= Text passage =
|---|
Wanna Eat? Help me Kill

Jan 31, 2020 | Accounting, Business Development

Executive summary. Maintaining employment is a factor of your performance, but for construction and engineering firms it is largely dependent on a firm’s ability to bring in project after project. Who’s responsible for bringing in these projects? The answer lies below.

The business model. Construction and engineering firms usually do project work. A road project is won, and that construction firm or engineering firm is keeping a team busy for months or years building or designing it. Absent having brought in this job, perhaps there are layoffs. This cycle lasts forever in businesses of this type.

Who is responsible? Who is responsible for ensuring your company has work? Here are some great wrong answers:

  • The CEO
  • The business development guys
  • The State, City, or County who puts the jobs out for bid
  • The manufacturing plant here in town

Here’s the answer: everyone in the company. Yes, many companies hire a business development person and his/her role is to get work. However, isn’t your neighbor the operations manager at the local distribution warehouse? Didn’t you meet a guy in a bar on vacation that is a contract administrator for the pharmaceutical company 50 miles south of your company’s main office? These friends and newly met colleagues over an umbrella drink may award work, or maybe they know the avenues to procurement of projects for your firm. It can be as simple as collecting a business card, giving your business card, or even receiving the website address of a corporation’s business opportunity listing.
|---|
= Required work =
#1 Summarize the text in two sentences.
#2 According to the text, what kind of work do construction and engineering firms usually do?
#3 List every wrong answer that the text gives to the question of who is responsible for ensuring a company has work.
Rely solely on the text above.

Grounding data backed by images
|---|
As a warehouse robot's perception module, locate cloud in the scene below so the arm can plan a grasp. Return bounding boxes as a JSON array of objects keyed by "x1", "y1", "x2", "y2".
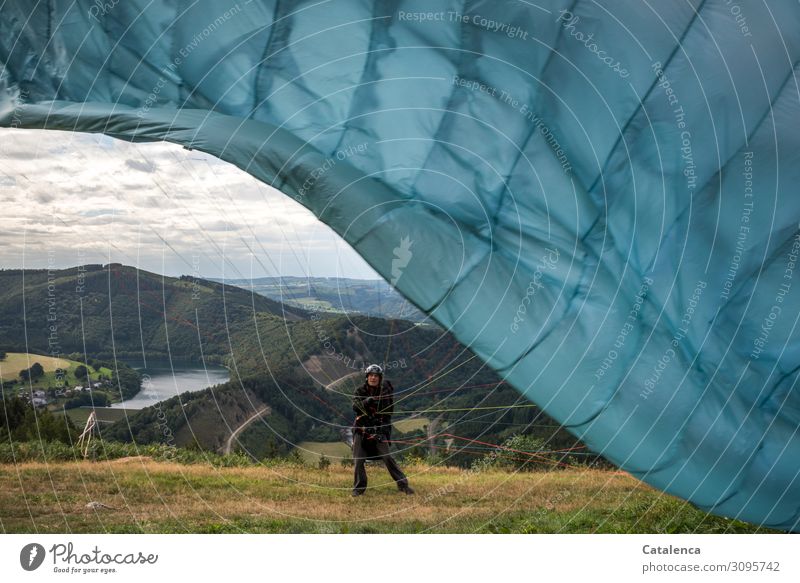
[
  {"x1": 0, "y1": 129, "x2": 377, "y2": 278},
  {"x1": 125, "y1": 160, "x2": 157, "y2": 173}
]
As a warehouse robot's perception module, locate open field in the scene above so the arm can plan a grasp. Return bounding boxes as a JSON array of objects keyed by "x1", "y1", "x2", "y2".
[
  {"x1": 0, "y1": 352, "x2": 112, "y2": 389},
  {"x1": 392, "y1": 417, "x2": 430, "y2": 433},
  {"x1": 296, "y1": 441, "x2": 353, "y2": 465},
  {"x1": 0, "y1": 457, "x2": 776, "y2": 533},
  {"x1": 66, "y1": 407, "x2": 136, "y2": 428},
  {"x1": 0, "y1": 352, "x2": 75, "y2": 380}
]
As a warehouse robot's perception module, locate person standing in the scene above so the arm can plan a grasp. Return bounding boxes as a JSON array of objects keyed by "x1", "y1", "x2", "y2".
[{"x1": 353, "y1": 364, "x2": 414, "y2": 496}]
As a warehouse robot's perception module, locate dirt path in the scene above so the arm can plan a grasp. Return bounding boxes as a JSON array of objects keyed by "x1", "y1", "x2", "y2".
[
  {"x1": 222, "y1": 405, "x2": 272, "y2": 454},
  {"x1": 325, "y1": 371, "x2": 364, "y2": 391}
]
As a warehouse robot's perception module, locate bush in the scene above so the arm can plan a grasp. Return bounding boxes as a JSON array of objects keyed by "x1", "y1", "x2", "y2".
[{"x1": 472, "y1": 434, "x2": 559, "y2": 471}]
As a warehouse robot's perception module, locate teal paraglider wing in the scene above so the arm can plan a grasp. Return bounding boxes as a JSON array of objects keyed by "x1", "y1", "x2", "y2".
[{"x1": 0, "y1": 0, "x2": 800, "y2": 530}]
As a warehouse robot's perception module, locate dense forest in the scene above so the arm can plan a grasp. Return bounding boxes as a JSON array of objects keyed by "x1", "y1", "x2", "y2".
[{"x1": 0, "y1": 264, "x2": 592, "y2": 465}]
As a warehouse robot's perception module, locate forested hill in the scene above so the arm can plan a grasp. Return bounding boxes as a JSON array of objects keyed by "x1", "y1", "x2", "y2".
[
  {"x1": 0, "y1": 264, "x2": 588, "y2": 462},
  {"x1": 0, "y1": 263, "x2": 307, "y2": 362}
]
|---|
= Expected outputs =
#1 Construction and engineering firms depend on winning project after project to keep their teams busy, and without a new job there may be layoffs. Everyone in the company is responsible for bringing in that work, since neighbors, friends, and newly met colleagues may award work or know the avenues to procurement of projects.

#2 They usually do project work.

#3
- The CEO
- The business development guys
- The State, City, or County who puts the jobs out for bid
- The manufacturing plant here in town